WHAT YOU NEED TO DO.
Give back every line exactly as it appears, pictures excluded.

LISTED RECORDS.

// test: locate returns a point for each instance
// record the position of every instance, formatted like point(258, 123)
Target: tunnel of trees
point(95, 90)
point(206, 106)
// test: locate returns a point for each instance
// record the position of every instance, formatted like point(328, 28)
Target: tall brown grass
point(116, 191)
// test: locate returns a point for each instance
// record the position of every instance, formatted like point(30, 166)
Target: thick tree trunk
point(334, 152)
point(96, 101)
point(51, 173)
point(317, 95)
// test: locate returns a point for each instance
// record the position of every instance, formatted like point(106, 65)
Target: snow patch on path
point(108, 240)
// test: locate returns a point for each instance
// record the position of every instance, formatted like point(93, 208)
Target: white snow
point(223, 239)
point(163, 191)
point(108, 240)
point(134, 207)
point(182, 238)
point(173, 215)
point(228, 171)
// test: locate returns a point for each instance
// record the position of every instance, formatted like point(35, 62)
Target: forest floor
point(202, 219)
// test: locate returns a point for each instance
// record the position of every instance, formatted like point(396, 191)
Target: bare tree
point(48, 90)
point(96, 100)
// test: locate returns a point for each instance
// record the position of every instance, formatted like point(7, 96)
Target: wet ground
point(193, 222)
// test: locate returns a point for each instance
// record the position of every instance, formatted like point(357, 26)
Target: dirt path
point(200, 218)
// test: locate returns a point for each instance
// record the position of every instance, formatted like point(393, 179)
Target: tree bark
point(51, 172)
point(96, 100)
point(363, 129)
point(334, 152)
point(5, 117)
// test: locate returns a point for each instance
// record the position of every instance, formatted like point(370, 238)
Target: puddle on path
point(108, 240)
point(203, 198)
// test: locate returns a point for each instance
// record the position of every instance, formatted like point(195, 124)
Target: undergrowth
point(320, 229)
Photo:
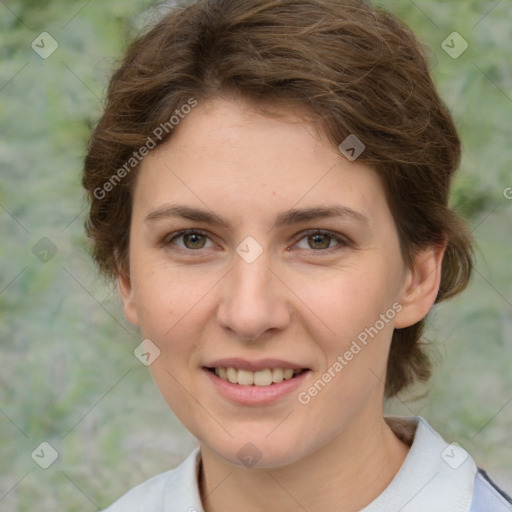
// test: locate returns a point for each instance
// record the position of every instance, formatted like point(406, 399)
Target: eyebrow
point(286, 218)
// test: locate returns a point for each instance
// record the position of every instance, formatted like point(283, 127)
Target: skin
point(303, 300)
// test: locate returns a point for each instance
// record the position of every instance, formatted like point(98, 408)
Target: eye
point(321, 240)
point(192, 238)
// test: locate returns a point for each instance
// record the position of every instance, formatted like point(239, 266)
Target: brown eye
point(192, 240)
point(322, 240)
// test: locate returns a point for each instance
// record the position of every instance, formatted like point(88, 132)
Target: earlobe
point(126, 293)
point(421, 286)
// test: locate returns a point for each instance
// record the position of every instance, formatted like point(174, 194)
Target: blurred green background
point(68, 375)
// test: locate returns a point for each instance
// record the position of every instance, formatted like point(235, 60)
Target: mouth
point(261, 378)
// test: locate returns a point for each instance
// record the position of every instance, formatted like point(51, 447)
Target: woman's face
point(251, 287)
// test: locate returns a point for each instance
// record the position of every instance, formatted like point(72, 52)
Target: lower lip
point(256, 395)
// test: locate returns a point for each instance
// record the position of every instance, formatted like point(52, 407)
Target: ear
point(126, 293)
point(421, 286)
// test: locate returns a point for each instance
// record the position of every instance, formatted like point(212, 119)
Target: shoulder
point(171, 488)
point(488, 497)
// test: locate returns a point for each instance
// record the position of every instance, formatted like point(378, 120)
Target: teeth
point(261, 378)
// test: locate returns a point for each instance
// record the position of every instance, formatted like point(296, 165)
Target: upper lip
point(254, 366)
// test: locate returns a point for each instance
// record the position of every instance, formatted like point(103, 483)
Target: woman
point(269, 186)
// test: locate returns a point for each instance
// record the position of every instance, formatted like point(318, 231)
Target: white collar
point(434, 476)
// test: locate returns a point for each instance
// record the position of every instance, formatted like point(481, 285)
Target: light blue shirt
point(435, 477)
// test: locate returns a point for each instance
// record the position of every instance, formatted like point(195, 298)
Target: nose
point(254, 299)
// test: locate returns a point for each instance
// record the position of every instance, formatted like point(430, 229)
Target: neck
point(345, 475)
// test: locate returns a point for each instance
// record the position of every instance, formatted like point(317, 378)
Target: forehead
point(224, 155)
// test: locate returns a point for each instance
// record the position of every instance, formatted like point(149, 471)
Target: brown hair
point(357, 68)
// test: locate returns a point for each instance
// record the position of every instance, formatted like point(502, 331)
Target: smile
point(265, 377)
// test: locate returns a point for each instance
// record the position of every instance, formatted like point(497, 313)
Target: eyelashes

OUTPUT OF THE TASK.
// test: locate returns a point for each instance
// record the position of every instance, formatted like point(258, 123)
Target: tunnel of trees
point(95, 90)
point(206, 106)
// test: locate returns a point for each instance
// record the position of every instance, formatted like point(328, 28)
Target: tall brown grass
point(116, 191)
// test: locate returns a point for each instance
// record the position of every instance, formatted like point(30, 166)
Target: thick tree trunk
point(334, 152)
point(96, 101)
point(51, 173)
point(317, 95)
// test: locate returns a point for each instance
// record the position of every instance, formatted like point(106, 65)
Target: snow patch on path
point(108, 240)
// test: locate returns a point for each instance
// record the position of every instance, formatted like point(93, 208)
Target: white snow
point(223, 239)
point(163, 191)
point(108, 240)
point(134, 207)
point(182, 238)
point(173, 215)
point(228, 171)
// test: locate returns a point for each instance
// record the position of every instance, formatted like point(35, 62)
Target: forest floor
point(202, 219)
// test: locate returns a point for each instance
// record the position of every instance, formatted like point(396, 191)
Target: bare tree
point(48, 90)
point(96, 100)
// test: locate returns a point for each instance
// record the position of every instance, formatted like point(7, 96)
Target: wet ground
point(193, 222)
// test: locate returns a point for each instance
// record the position of every instance, formatted like point(357, 26)
Target: dirt path
point(200, 218)
// test: locate returns a point for each instance
// record the position of every instance, formatted like point(393, 179)
Target: tree bark
point(51, 172)
point(96, 100)
point(363, 129)
point(334, 152)
point(5, 117)
// test: locate returns a point for each instance
// record the position of every instance, formatted like point(370, 238)
Target: puddle on path
point(108, 240)
point(203, 198)
// test: locate returns a point for each instance
// record the position of every instance, formatted like point(195, 124)
Target: undergrowth
point(320, 229)
Photo:
// test: locate returns a point for each instance
// record the position of every instance, formatted like point(406, 399)
Target: eyebrow
point(286, 218)
// test: locate returns a point for each instance
// record the position of every instance, formatted like point(283, 127)
Target: skin
point(303, 300)
// test: locate returns a point for each instance
// record the position of every instance, formatted like point(98, 408)
Target: eye
point(321, 240)
point(192, 238)
// test: locate returns a point for each instance
// record the position of every instance, formatted like point(239, 266)
Target: brown eye
point(192, 240)
point(322, 240)
// test: locate returns a point for each instance
// record the position of every instance, formatted like point(88, 132)
Target: earlobe
point(126, 293)
point(421, 286)
// test: locate returns a point for each instance
// record the position of every instance, formatted like point(174, 194)
Target: blurred green background
point(68, 375)
// test: locate returns a point for each instance
// record the position of every instance, formatted like point(235, 60)
Target: mouth
point(261, 378)
// test: locate returns a point for each instance
// record the position of every instance, formatted like point(51, 447)
Target: woman's face
point(251, 287)
// test: locate returns a point for each instance
// record the position of every instance, formatted like point(72, 52)
Target: lower lip
point(256, 395)
// test: locate returns a point for each instance
// record the position of every instance, formatted like point(52, 407)
Target: ear
point(126, 293)
point(421, 286)
// test: locate returns a point for each instance
// record the position of every instance, formatted like point(212, 119)
Target: shoulder
point(171, 488)
point(488, 497)
// test: locate returns a point for each instance
// record the position of every instance, formatted like point(378, 120)
Target: teeth
point(261, 378)
// test: locate returns a point for each instance
// record the position of every instance, formatted like point(296, 165)
Target: upper lip
point(254, 366)
// test: locate returns a point for each instance
// record the position of every instance, formatted like point(103, 483)
Target: woman
point(269, 186)
// test: locate returns a point for each instance
// record the position of every instance, formatted like point(318, 231)
Target: white collar
point(434, 476)
// test: locate returns a point for each instance
// record the position of every instance, formatted like point(481, 285)
Target: light blue shirt
point(435, 477)
// test: locate returns a point for each instance
// record the position of every instance, formatted like point(195, 298)
Target: nose
point(254, 299)
// test: locate returns a point for each instance
// record the position of every instance, formatted like point(430, 229)
Target: neck
point(345, 475)
// test: locate returns a point for each instance
// record the position of every instance, formatted like point(317, 378)
Target: forehead
point(224, 155)
// test: locate returns a point for each instance
// record the position of every instance, formatted like point(149, 471)
Target: brown hair
point(357, 68)
// test: locate returns a point for each instance
// record the position of every instance, formatted like point(502, 331)
Target: smile
point(265, 377)
// test: locate returns a point for each instance
// record the position of every instance, formatted like point(497, 313)
Target: eyelashes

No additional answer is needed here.